- [GEKOZEN FRAGMENT]:
Verzoeker in het hoofdgeding is voorts van mening „dat de geschillen die op dit gebied ontstaan, zouden kunnen worden voorkomen, indien ingeval van cumulatie van uitkeringen die krachtens verschillende wettelijke regelingen zijn verschuldigd, alleen de hoogste uitkeringen worden betaald. De verdeling van de lasten kan rechtstreeks tussen de bevoegde organen plaatsvinden, zoals werd beslist voor de vergoeding wegens beroepsziekten (artikel 57 van verordening nr. 1408/71).”

Hij concludeert dat op de door de Belgische rechterlijke instantie gestelde prejudiciële vraag het volgende antwoord kan worden gegeven:

„De in artikel 76 van verordening nr. 1408/71 bedoelde schorsing van het recht op kinderbijslag geldt niet wanneer de wegens de uitoefening van een beroepswerkzaamheid verschuldigde gezinsbijslagen niet daadwerkelijk worden uitgekeerd omdat niet aan alle in de wettelijke regeling van het land van de woonplaats der kinderen gestelde voorwaarden is voldaan”.

De Commissie van de Europese Gemeenschappen betoogt dat artikel 3 van de eenvormige tekst inzake de kinderbijslag van 30 mei 1955 bij voorkeur de vader als gezinshoofd beschouwt. Deze hoedanigheid kan slechts aan de moeder worden toegekend in bepaalde gevallen waartoe niet de tewerkstelling van de vader in het buitenland behoort. In casu is derhalve voor de gezinsleden van Ragazzoni krachtens de Italiaanse wettelijke regeling geen recht op kinderbijslag in Italië ontstaan.

Daar verzoeker in België werkzaam is (en derhalve in een andere Staat dan Frankrijk, hetgeen een bijzondere regeling krachtens artikel 73 en volgende van de verordening veronderstelt), moet de zogenaamde „oplossing van het land van tewerkstelling” worden toegepast volgens welke de toekenning van gezinsbijslagen waarin de wettelijke regeling van het land van tewerkstelling voorziet ten laste komt van het land van tewerkstelling (artikel 73, lid 1, en 75, lid 1).

- [STUDIEVRAGEN]:
a - Leg in één tot drie zinnen uit waarom er volgens de Commissie in het fragment over kinderbijslag krachtens de Italiaanse regeling geen recht op kinderbijslag in Italië is ontstaan voor de gezinsleden van Ragazzoni.
b - Geef bij elke bewering aan of ze klopt met het fragment over kinderbijslag: ja of nee, met de beslissende woorden letterlijk aangehaald. (i) Volgens verzoeker kunnen geschillen worden voorkomen als bij cumulatie alleen de hoogste uitkeringen worden betaald. (ii) Verzoeker werkt in Frankrijk. (iii) Volgens de Commissie kan de moeder nooit als gezinshoofd gelden.
c - Breid het fragment over kinderbijslag uit met een vervolg dat direct aansluit op de laatste zin.
De vermeldingen die hierna komen, zijn apart materiaal en horen niet bij het fragment.

- [RUWE GEGEVENS]:
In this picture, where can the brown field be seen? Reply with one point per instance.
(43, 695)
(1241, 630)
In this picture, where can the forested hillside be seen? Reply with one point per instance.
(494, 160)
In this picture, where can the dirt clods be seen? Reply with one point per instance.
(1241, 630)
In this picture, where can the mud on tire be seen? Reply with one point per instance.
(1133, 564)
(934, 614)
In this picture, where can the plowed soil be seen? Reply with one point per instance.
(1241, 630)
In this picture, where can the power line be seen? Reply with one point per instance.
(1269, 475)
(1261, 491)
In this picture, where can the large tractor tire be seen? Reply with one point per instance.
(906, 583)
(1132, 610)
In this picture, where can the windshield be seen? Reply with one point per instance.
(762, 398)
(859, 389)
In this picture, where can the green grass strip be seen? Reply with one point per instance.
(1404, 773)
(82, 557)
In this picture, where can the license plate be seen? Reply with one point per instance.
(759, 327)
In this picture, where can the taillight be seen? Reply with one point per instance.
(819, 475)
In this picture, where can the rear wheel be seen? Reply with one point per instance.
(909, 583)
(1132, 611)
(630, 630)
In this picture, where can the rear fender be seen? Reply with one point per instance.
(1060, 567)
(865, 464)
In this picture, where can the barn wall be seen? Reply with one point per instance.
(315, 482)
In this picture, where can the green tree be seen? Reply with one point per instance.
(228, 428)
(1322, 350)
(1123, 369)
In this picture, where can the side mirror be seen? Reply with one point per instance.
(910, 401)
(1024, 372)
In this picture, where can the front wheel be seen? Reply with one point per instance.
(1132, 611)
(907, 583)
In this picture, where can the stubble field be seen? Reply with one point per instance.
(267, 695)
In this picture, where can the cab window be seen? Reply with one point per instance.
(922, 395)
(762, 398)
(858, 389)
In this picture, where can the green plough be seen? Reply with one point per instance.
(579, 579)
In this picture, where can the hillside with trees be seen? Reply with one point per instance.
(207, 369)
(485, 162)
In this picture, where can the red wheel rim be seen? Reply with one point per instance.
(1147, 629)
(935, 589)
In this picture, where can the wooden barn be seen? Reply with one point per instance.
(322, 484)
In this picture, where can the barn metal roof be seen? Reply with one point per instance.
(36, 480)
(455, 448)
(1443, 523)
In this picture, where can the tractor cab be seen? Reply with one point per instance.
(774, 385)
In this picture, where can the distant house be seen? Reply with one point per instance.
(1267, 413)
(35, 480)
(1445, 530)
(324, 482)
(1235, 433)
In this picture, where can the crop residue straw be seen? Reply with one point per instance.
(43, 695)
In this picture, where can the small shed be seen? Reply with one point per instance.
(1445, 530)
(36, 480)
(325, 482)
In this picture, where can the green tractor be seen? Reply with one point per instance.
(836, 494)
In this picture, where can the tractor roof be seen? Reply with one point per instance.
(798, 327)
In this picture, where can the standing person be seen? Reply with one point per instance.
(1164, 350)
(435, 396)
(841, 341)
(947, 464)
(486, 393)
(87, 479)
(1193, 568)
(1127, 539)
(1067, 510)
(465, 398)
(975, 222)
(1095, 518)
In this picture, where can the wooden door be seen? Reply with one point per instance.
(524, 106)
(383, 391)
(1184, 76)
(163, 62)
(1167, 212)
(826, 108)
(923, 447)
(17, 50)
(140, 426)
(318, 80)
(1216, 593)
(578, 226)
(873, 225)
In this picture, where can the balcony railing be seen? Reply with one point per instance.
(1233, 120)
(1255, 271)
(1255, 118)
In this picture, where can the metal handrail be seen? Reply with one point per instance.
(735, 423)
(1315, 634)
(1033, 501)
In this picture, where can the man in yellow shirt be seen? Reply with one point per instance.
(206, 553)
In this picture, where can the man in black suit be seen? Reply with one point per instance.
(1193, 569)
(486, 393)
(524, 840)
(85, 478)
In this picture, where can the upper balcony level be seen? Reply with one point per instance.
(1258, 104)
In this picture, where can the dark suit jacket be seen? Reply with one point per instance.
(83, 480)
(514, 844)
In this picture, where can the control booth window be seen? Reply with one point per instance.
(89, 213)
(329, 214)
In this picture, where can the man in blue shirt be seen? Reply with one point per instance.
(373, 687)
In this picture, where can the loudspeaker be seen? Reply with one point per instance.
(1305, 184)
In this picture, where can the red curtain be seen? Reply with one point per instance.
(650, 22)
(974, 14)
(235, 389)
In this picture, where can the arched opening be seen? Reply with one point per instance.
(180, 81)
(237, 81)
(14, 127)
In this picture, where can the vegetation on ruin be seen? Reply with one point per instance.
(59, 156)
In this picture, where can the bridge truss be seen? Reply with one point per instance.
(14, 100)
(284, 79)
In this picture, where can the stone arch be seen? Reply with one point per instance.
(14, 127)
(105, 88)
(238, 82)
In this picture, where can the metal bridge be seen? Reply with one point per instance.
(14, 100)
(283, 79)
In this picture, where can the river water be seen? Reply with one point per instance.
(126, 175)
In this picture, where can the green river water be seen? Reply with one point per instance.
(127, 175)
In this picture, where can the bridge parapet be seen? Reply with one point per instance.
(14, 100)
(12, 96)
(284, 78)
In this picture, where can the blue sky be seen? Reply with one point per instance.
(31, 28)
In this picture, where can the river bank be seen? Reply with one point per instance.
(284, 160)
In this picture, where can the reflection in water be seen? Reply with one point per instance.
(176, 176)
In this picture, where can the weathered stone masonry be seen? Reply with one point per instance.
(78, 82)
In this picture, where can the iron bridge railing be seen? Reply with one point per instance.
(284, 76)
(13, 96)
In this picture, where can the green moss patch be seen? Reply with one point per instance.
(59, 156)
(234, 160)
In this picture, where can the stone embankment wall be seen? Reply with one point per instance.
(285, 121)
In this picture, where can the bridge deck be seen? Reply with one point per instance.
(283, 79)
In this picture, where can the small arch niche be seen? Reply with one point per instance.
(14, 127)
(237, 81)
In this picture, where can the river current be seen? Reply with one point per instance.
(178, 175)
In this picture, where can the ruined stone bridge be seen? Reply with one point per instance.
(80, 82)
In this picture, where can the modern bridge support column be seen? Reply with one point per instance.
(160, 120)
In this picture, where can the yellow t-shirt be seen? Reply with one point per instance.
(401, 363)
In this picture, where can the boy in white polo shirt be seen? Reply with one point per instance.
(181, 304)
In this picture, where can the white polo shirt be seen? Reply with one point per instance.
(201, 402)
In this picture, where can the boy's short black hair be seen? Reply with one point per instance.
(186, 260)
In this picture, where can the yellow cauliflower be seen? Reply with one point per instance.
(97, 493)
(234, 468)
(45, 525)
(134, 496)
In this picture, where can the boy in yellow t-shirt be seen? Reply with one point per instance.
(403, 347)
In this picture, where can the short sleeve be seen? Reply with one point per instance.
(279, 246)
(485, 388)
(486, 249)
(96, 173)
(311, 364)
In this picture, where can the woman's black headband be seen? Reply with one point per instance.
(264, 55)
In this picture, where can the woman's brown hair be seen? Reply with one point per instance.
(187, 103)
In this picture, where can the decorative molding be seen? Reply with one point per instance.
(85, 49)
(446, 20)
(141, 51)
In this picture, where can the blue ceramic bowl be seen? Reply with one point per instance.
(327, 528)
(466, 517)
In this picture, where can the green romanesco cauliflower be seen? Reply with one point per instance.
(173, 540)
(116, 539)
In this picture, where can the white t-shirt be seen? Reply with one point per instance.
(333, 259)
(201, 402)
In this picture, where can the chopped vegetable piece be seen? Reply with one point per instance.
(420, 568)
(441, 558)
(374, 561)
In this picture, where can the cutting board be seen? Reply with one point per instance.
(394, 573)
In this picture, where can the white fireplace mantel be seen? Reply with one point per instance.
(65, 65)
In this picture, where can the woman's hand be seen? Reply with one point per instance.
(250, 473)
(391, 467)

- [UITKOMSTEN PER OPDRACHT]:
a - Artikel 3 van de eenvormige tekst van 30 mei 1955 ziet bij voorkeur de vader als gezinshoofd. De moeder kan die rol alleen in bepaalde gevallen krijgen, en het werk van de vader in het buitenland is daar niet een van. Daarom is er volgens de Commissie geen recht op kinderbijslag in Italië ontstaan.

b -
(i) Ja: „zouden kunnen worden voorkomen, indien ingeval van cumulatie van uitkeringen die krachtens verschillende wettelijke regelingen zijn verschuldigd, alleen de hoogste uitkeringen worden betaald”.
(ii) Nee: „Daar verzoeker in België werkzaam is”.
(iii) Nee: „Deze hoedanigheid kan slechts aan de moeder worden toegekend in bepaalde gevallen”.

c -
Artikel 76 waarop de prejudiciële vraag betrekking heeft bevat prioriteitsregels bij samenloop van rechten op gezinsbijslagen krachtens artikel 73 en op grond van verrichte beroepswerkzaamheden in het land waar de gezinsleden wonen. „Dit beginsel van non-cumulatie berust op het doel van de gezins- of kinderbijslagen dat uit voornoemde definities volgt. Daar het er om gaat, de uit de opvoeding van de kinderen voor een gezin voortvloeiende lasten min of meer te compenseren door een inspanning van de samenleving, mogen deze lasten slechts eenmaal worden gecompenseerd. De gezinsbijslagen kunnen bijgevolg, zelfs wanneer het recht op uitkeringen voortvloeit uit de uitoefening van een beroepswerkzaamheid, niet worden gecumuleerd”.

Om artikel 76 te kunnen toepassen dienen volgens de bewoordingen ervan de uitkeringen „verschuldigd” te zijn krachtens de wettelijke regeling van het land van de woonplaats, dat wil zeggen er moet een recht op uitkering bestaan in het land van de woonplaats. Dit zou zich kunnen voordoen wanneer de wettelijke regeling van het land van de woonplaats bij voorbeeld eerst vanaf het tweede of derde kind het recht op uitkeringen doet ontstaan; daar voor het eerste kind geen enkele uitkering verschuldigd is, is artikel 76 niet toepasselijk; het wordt dit vanaf het tweede of het derde kind.

Wordt de Italiaanse wettelijke regeling als voorbeeld genomen dan kan zich een geval van toepassing van artikel 76 theoretisch voordoen indien de moeder in een andere Lid-Staat werkzaam is terwijl de vader in Italië werkt waar eveneens de kinderen wonen. Maar in elk geval kan artikel 76 niet van toepassing zijn wanneer in het land waar de gezinsleden wonen, geen uitkeringen zijn verschuldigd en met name in een geval als door de verwijzende rechter beoogd, waarin de wettelijke regeling geen recht op uitkeringen voor de gezinsleden van de betrokkene doet ontstaan en de genoemde uitkeringen duidelijk niet „verschuldigd” zijn in de zin van artikel 76. Het doel van deze bepaling is niet, een subsidiair recht in het land van de woonplaats in het leven te roepen, maar een cumulatie van uitkeringen te voorkomen. Laat men het niet-bestaan van een recht in het land van de woonplaats buiten beschouwing, dan leidt dit tot de ontkenning van elk recht op uitkeringen krachtens enerzijds de Italiaanse wettelijke regeling en anderzijds de verkeerde toepassing van artikel 76.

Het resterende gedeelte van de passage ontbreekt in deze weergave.